### What is expected:
Reproduce every one of the records below word for word, keeping each line in its original order.

### Listed entries:
● ● ● ● ●

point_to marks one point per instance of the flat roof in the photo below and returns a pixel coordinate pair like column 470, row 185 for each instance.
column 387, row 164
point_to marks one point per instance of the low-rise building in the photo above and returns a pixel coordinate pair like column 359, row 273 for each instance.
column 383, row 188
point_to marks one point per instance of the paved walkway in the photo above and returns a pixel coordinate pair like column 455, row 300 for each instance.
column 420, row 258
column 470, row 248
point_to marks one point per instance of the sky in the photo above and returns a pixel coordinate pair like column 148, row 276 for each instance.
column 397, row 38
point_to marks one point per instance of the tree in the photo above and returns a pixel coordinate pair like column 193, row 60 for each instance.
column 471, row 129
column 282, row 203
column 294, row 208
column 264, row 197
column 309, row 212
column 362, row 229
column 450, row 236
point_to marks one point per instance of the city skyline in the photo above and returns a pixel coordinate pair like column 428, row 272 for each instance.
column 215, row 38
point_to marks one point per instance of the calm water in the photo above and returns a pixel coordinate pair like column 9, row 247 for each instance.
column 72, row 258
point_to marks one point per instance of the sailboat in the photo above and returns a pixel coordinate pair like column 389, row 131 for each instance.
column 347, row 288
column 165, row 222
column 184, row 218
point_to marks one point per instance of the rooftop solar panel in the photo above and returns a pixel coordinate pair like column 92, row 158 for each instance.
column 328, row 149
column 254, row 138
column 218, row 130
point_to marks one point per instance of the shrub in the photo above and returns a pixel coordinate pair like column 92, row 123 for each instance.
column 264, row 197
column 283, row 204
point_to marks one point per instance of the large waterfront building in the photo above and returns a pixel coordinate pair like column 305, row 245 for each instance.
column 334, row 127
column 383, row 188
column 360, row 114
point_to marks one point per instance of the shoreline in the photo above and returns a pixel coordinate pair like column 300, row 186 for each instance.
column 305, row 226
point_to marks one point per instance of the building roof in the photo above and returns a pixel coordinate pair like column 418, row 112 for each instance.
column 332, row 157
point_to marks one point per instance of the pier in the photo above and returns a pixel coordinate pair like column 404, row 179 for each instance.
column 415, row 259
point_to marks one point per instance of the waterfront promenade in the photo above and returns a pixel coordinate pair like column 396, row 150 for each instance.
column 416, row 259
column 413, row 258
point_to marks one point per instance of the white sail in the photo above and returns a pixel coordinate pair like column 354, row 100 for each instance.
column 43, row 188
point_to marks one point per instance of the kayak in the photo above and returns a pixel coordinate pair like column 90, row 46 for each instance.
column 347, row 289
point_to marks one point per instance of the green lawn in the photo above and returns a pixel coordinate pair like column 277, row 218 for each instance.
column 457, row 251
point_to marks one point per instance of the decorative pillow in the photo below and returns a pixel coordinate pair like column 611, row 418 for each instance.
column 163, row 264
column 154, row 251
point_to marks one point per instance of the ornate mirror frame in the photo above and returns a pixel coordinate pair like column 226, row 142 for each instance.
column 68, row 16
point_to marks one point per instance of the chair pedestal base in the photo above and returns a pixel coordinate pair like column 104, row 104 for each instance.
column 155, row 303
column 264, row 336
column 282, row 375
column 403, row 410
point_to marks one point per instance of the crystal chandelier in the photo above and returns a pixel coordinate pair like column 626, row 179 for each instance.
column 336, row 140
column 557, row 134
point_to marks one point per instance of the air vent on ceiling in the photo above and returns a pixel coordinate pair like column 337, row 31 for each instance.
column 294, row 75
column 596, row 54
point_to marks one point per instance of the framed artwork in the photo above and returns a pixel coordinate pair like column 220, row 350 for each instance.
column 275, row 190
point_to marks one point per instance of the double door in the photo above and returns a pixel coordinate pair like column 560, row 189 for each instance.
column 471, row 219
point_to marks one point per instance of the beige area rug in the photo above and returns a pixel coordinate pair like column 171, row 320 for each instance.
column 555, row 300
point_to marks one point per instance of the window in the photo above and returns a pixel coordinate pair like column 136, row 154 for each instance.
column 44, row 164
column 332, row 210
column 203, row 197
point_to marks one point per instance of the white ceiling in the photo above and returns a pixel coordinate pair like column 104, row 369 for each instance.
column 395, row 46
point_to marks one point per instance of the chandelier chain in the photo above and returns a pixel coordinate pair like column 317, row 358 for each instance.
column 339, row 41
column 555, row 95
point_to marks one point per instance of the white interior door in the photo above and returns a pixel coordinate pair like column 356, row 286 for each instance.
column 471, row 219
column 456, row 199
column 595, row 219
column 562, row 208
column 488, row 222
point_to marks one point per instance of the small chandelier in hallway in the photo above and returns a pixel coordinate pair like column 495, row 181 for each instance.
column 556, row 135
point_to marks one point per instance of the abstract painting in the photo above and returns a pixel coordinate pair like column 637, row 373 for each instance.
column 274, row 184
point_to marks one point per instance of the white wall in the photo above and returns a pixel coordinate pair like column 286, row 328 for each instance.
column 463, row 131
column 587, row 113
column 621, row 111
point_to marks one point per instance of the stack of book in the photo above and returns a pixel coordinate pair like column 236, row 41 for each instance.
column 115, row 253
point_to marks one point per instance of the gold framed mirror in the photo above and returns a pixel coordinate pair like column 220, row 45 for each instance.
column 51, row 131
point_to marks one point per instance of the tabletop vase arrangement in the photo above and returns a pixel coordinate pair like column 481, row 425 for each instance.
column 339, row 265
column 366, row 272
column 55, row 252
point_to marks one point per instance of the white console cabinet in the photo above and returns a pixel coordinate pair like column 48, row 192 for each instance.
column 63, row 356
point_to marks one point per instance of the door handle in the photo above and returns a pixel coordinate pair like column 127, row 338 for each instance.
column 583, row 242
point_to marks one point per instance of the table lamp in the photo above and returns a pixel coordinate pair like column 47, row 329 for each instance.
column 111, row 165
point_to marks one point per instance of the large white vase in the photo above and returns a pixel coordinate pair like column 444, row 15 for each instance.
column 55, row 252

● ● ● ● ●

### Solution to this exercise:
point_to marks one point per instance of the flat roof in the photo below and returns a pixel coordinate pair like column 470, row 185 for each instance.
column 387, row 164
point_to marks one point per instance of the low-rise building in the photo above and returns a pixel coordinate pair like column 359, row 273 for each instance.
column 383, row 188
point_to marks one point per instance of the paved walkway in the photo above and returns a pixel coordinate pair like column 455, row 300 for each instance.
column 420, row 258
column 470, row 248
point_to marks one point per instance of the sky in the photo above and returns a pixel coordinate pair like column 148, row 276 for each instance.
column 397, row 38
point_to marks one point per instance of the tree in the photo above and returns a pixel coordinate pair like column 193, row 60 for each instance.
column 471, row 129
column 282, row 203
column 294, row 208
column 264, row 197
column 309, row 212
column 362, row 229
column 450, row 236
point_to marks one point per instance of the city skyline in the photo above and returns a pixel coordinate pair like column 428, row 272 for each instance.
column 215, row 38
point_to marks one point per instance of the calm water in the photo above and returns a pixel coordinate pair like column 9, row 247 for each instance.
column 72, row 258
point_to marks one point per instance of the sailboat in the photo above and returns a pixel coordinate pair like column 389, row 131 for each instance.
column 347, row 288
column 165, row 222
column 184, row 218
point_to marks one point per instance of the rooftop solar panel in the photo above and returns a pixel coordinate pair like column 92, row 158 for each instance.
column 328, row 149
column 254, row 138
column 218, row 130
point_to marks one point per instance of the shrub in the photo above and returns a pixel coordinate pair like column 92, row 123 for each instance.
column 264, row 197
column 283, row 204
point_to marks one point per instance of the large waterfront building in the photo above and returns a pixel coordinate pair like column 305, row 245 for each instance.
column 334, row 127
column 383, row 188
column 360, row 114
point_to marks one point per instance of the shoreline in the photo above and returns a pixel coordinate pair like column 300, row 186 for each instance.
column 305, row 226
point_to marks one point per instance of the building roof in the photo above and returns a pixel coordinate pair like column 418, row 112 for each instance.
column 332, row 157
point_to marks one point per instance of the pier in the photo above and returns a pixel coordinate pair like column 404, row 179 for each instance.
column 415, row 259
point_to marks one point per instance of the waterfront promenade in the photo above and returns a pixel coordinate pair like column 396, row 150 for each instance.
column 416, row 259
column 413, row 258
point_to marks one point per instance of the white sail in the photo above and returns a pixel coordinate pair like column 354, row 100 for each instance.
column 43, row 188
point_to marks one point per instance of the kayak in the photo above and returns a pixel coordinate pair like column 90, row 46 for each instance.
column 347, row 289
point_to marks one point per instance of the green lawn in the photo above and returns a pixel coordinate pair like column 277, row 218 for each instance.
column 457, row 251
point_to marks one point per instance of the decorative pillow in the photo below and returns a pixel coordinate pair like column 611, row 418 for each instance.
column 163, row 264
column 154, row 251
point_to marks one point per instance of the ornate mirror frame in the photo above and returns a pixel coordinate pair like column 226, row 142 for each instance.
column 68, row 16
point_to marks one point per instance of the chair pedestal base in the photo above and returns a pixel coordinate pair like column 104, row 104 for each instance.
column 155, row 303
column 264, row 336
column 282, row 375
column 403, row 410
point_to marks one point per instance of the crystal chandelier in the photo above and returns a pixel coordinate pair like column 626, row 179 for each instance.
column 336, row 140
column 557, row 134
point_to marks one point per instance of the air vent on ceiling in the photo above and returns a pixel coordinate pair like column 337, row 31 for each instance.
column 294, row 75
column 596, row 54
point_to marks one point per instance of the framed artwork in the photo above and returns a pixel coordinate pair like column 220, row 350 for each instance.
column 275, row 190
point_to marks one point per instance of the double door in the photo above and returns a pixel coordinate pair like column 560, row 189 for each instance.
column 471, row 219
point_to marks one point per instance of the beige area rug in the photo above and returns a pixel coordinate pair like column 171, row 320 for each instance.
column 555, row 300
point_to marks one point per instance of the window in the photo above and returns a pixel coordinate pair like column 136, row 154 for each instance.
column 44, row 164
column 332, row 210
column 203, row 197
point_to marks one point per instance of the white ceiling in the photo above and returns a pixel coordinate pair like column 104, row 369 for each instance.
column 395, row 46
point_to marks one point per instance of the chandelier chain in the photo above and returns a pixel coordinate pair like column 317, row 358 for each instance.
column 339, row 41
column 555, row 95
point_to marks one point per instance of the white interior door in the photo above and returns a pixel coordinate pair like column 356, row 286 for each instance.
column 471, row 219
column 456, row 199
column 595, row 219
column 562, row 208
column 488, row 222
point_to marks one point per instance of the small chandelier in hallway in the photo above and returns a pixel coordinate pair like column 495, row 181 for each instance.
column 556, row 135
point_to marks one point per instance of the abstract painting in the photo above and returns a pixel coordinate pair like column 637, row 373 for each instance.
column 274, row 184
point_to marks one point per instance of the white wall in the photo above and returns a pixel coordinate pair like column 286, row 328 for each instance.
column 463, row 131
column 587, row 113
column 621, row 111
point_to marks one point per instance of the stack of book in the photo above and returns a pixel coordinate pair like column 236, row 41 for each instance.
column 115, row 253
point_to marks one point per instance of the gold framed mirror in the photo above and returns a pixel coordinate pair like column 220, row 45 for each instance.
column 51, row 131
point_to marks one point per instance of the tabletop vase arrangement in the photo above and returns a pixel coordinate pair like column 481, row 425 for each instance.
column 339, row 265
column 366, row 272
column 55, row 252
point_to marks one point per instance of the white console cabinet in the photo above and returns a pixel coordinate pair like column 48, row 192 for each instance.
column 63, row 356
point_to marks one point per instance of the door handle in the photo above and returns a pixel coordinate pair like column 127, row 338 for each instance.
column 583, row 242
point_to marks one point per instance of the table lamp in the photo above and returns a pixel coordinate pair like column 47, row 329 for each instance.
column 111, row 165
point_to marks one point per instance of the large white vase in the photo above and returns a pixel coordinate pair like column 444, row 15 for each instance.
column 55, row 252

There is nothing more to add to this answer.